>> start Page

A Masonic lodge termed a private lodge or constituent lodge, is the basic organisational unit of Freemasonry. It is commonly used as a term for a building in which such a unit meets; every new lodge must be warranted or chartered by a Grand Lodge, but is subject to its direction only in enforcing the published constitution of the jurisdiction. By exception the three surviving lodges that formed the world's first known grand lodge in London have the unique privilege to operate as time immemorial, i.e. without such warrant. A Freemason is entitled to visit any lodge in any jurisdiction in amity with his own. In some jurisdictions this privilege is restricted to Master Masons, he is first required to check, certify, the regularity of the relationship of the Lodge – and be able to satisfy that Lodge of his regularity of membership. Freemasons gather together as a Lodge to work the three basic Degrees of Entered Apprentice and Master Mason. Technically, Freemasons meet as a lodge not in a lodge. In this context, the word "lodge" refers to a local chapter of Freemasons.

However, the term is misused to refer to the buildings or rooms that Masons meet in. Masonic premises are sometimes referred to as temples. In many countries Masonic centre or Masonic hall has now replaced these terms to avoid arousing prejudice and suspicion. Several different lodges, or other Masonic organisations use the same premises at different times. Blue lodges, craft lodges or ancient craft lodges refer to the lodges that work the first three Masonic degrees, rather than the appendant Masonic orders such as York Rite and Scottish Rite; the term "craft lodge" is used in Great Britain. The blue lodge is said to refer to the traditional colour of regalia in lodges derived from English or Irish Freemasonry. Although the term was frowned upon, it has gained widespread and mainstream usage in America in recent times. Research lodges have the purpose of furthering Masonic scholarship. Quatuor Coronati Lodge is an example of a research lodge. Many jurisdictions have well-established research lodges, which meet less than blue lodges and do not confer degrees.

>> end Page
>> start Supplied data

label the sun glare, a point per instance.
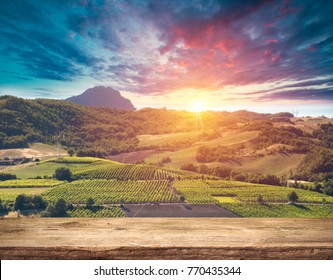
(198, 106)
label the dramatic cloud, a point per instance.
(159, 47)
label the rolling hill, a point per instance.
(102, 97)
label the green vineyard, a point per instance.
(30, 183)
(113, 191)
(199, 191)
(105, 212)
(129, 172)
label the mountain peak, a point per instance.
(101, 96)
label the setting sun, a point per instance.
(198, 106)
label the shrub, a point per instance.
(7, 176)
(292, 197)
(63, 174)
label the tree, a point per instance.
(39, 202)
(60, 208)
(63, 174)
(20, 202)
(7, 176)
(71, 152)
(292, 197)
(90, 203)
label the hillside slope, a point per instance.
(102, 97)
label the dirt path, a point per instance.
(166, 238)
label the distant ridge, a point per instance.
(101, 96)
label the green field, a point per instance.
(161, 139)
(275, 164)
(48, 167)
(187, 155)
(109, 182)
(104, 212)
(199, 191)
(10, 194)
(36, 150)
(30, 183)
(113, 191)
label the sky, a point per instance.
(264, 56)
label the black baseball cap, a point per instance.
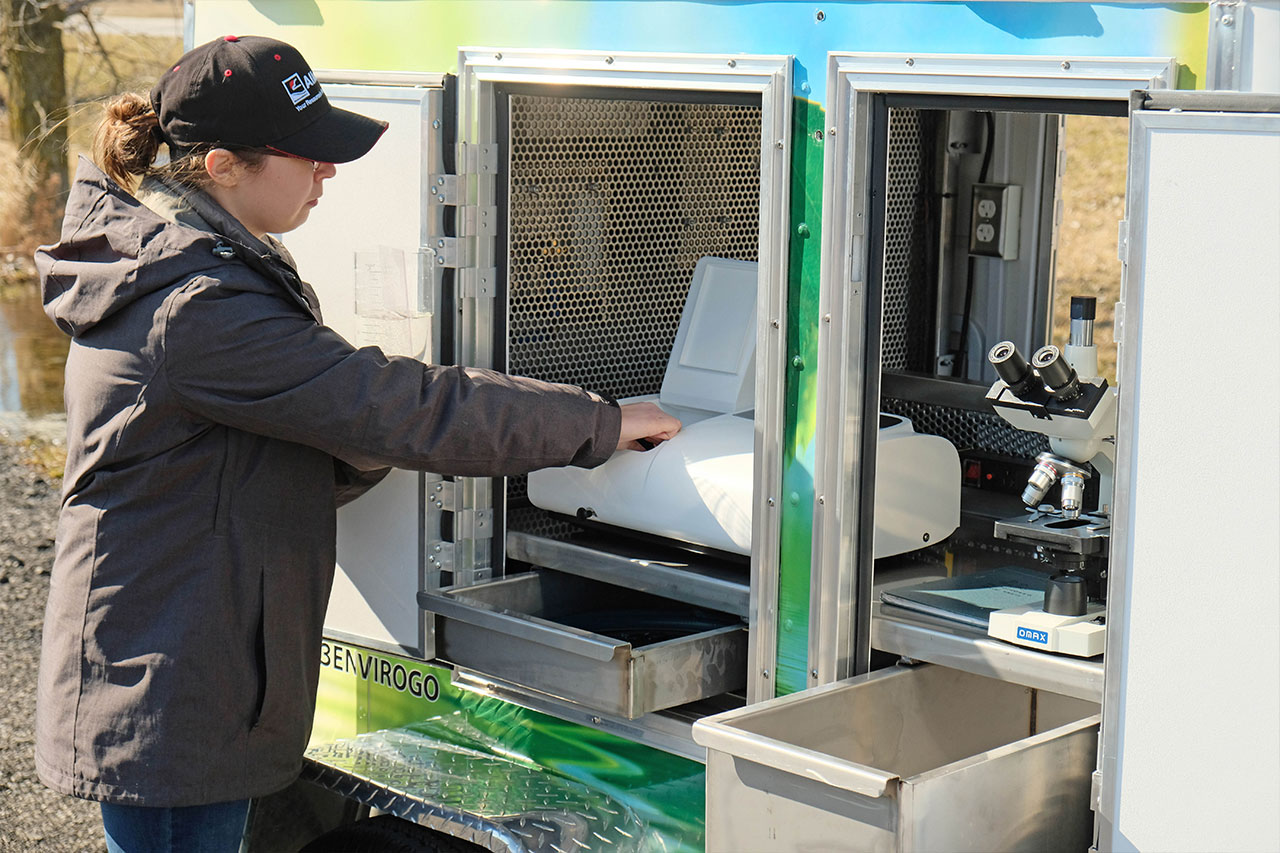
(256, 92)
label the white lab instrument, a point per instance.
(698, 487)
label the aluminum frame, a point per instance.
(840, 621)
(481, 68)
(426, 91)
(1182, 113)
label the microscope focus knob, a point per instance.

>> end Supplied data

Short task: Extend the passage on Masonic lodges with a few sentences that pick up after its final sentence. The data isn't needed for this.

Exercise output:
In Great Britain, a lodge of instruction may be associated with a Lodge, but is not constituted separately. The lodge of instruction provides the officers and those who wish to become officers an opportunity to rehearse ritual under the guidance of an experienced brother. In some jurisdictions in the United States, the lodge of instruction serves as a warranted lodge for candidate instruction in other aspects of Freemasonry besides ritual rehearsal, as well as hosting a speaker on topics both Masonic and non-Masonic. In Great Britain, the term mother lodge is used to identify the particular Lodge where the individual was first "made a Mason".'Mother lodge' may refer to a lodge which sponsors the creation of a new lodge, the daughter lodge, to be warranted under the jurisdiction of the same grand lodge. Lodge Mother Kilwinning No 0 in the Grand Lodge of Scotland is known as the Mother Lodge of Scotland, having been referred to in the Schaw Statutes of 1598 and 1599, having itself warranted other lodges at a time when it did not subscribe to a grand lodge.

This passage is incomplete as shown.